Aung San Suu Kyi has made headlines again recently for her National League for Democracy (NLD) Party in Burma winning seats in Parliament for the first time since they officially won the national elections in 1988 but were unjustly prevented from taking office.

This movie is therefore timely, as well as being timeless, in its beautiful portrayal of this most elegant and courageous of women. Marketed as somewhat of a love story, my initial thoughts were that that would inevitably stain what is the story of a life of true inspiration. My fears were unfounded however, for this was not some mushy romantic interruption of the like that Hollywood would tend to produce. Instead, the unswerving commitment to each other of the one they call ‘Suu’ and her English husband, Michael Aris, is pretty much foundational to this story. It in fact gives Suu Kyi much of the courage to continue her struggle.

Based on facts, the story opens with a young Suu Kyi being doted on by her loving father, a general in the Burmese army in the late 1940s, but one who is committed to democracy for his beloved homeland. Known as the father of the nation, General Aung San’s commitment is so total that it in fact costs him his life, gunned down in a brutal slaying by the enemies of freedom.

As she returns to her native Burma as an adult to care for her dying mother, Suu Kyi is distressed to find herself in the midst of a struggle between the generals and the people that is now seeing protesters shot openly in the streets. Upon realising that she is back in the country, democracy activists plead with her to lead their struggle, convinced she would be an inspiration to thousands as her father’s daughter.

Following discussions with her husband and children, Suu Kyi decides to stay in Burma. The rest, as they say, is history. Her first speech as Opposition Leader cements her as the one the people have been waiting for. As she climbs the steps to the podium, the camera pans out to a million people waving flags and cheering for their new leader. She doesn’t disappoint, giving a stirring speech imploring her people to fight for what is right. As the struggle continues, Suu Kyi puts in place strategies and methods inspired by her earlier reading of Gandhi and his use of non-violence.

What follows is a portrayal of the brutality and fear of those who will not cede power easily. But the world slowly comes to realise the greater power of the diminutive Suu Kyi, as well as her amazing courage as, in one unforgettable scene, she stares down soldiers with guns pointing in her face and calmly and heroically walks through them, exposing their impotency despite their deadly weapons.

As with all dictatorships, no measures are out of bounds for the generals in their determination to stop Suu Kyi from achieving her ends. They only demand that she be kept alive to stop her from becoming a martyr like her father. And so it was that in 1988 when her party overwhelmingly won the national elections, that the generals refused to cede power and placed Suu Kyi under house arrest.

What this movie portrays is the courage, passion and dedication of one lady to fight for her country’s freedom. But this story is not just about the fight itself; it is more about the way the fight is conducted, and the fact that her manner is the same with her country as it is with her beloved family. And so, when her dear husband is diagnosed with inoperable prostate cancer and has days to live, Suu Kyi is faced with the agonizing decision of leaving Burma to be with him in his dying days, knowing she will never be allowed to return to Burma, or stay and continue the fight while thousands of miles away from her life partner as he passes silently away.

- Dataset entries -

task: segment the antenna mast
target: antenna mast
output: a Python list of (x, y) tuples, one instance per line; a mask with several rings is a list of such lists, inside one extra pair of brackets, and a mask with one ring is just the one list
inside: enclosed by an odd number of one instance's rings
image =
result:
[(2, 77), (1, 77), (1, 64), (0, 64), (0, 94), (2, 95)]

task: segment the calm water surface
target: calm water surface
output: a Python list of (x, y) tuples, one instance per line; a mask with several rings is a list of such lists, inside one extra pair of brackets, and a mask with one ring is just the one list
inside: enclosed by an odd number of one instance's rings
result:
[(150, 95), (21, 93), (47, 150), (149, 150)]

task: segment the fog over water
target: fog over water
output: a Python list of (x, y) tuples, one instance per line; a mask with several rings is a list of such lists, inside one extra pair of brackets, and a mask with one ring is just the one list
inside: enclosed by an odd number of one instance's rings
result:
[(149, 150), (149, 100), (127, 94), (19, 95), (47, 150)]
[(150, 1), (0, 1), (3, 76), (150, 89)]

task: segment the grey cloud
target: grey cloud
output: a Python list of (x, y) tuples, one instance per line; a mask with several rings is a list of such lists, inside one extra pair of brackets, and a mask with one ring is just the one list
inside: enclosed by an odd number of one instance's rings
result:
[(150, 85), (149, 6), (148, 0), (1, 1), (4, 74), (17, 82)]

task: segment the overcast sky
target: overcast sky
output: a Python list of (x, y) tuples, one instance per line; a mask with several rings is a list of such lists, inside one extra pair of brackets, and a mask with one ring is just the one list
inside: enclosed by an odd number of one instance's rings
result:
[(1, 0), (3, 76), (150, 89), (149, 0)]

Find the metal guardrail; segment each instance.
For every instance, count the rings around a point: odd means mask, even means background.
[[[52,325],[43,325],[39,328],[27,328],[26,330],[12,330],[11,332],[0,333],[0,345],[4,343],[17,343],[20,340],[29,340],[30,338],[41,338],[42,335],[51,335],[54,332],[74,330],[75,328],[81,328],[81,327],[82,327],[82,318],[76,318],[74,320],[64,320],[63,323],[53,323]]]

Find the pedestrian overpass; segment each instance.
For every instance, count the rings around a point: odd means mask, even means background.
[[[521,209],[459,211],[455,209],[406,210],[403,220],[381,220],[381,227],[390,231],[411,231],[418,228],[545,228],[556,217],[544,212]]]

- Exercise requirements -
a) Using the film review, explain in one to three sentences why the generals demand that Suu Kyi be kept alive.
b) Please state, from the film review, why Suu Kyi returns to Burma as an adult.
The records come from a separate source.

- Outputs for the tasks -
a) The generals demand that she be kept alive to stop her from becoming a martyr like her father, General Aung San, who was gunned down by the enemies of freedom.

b) She returns to care for her dying mother.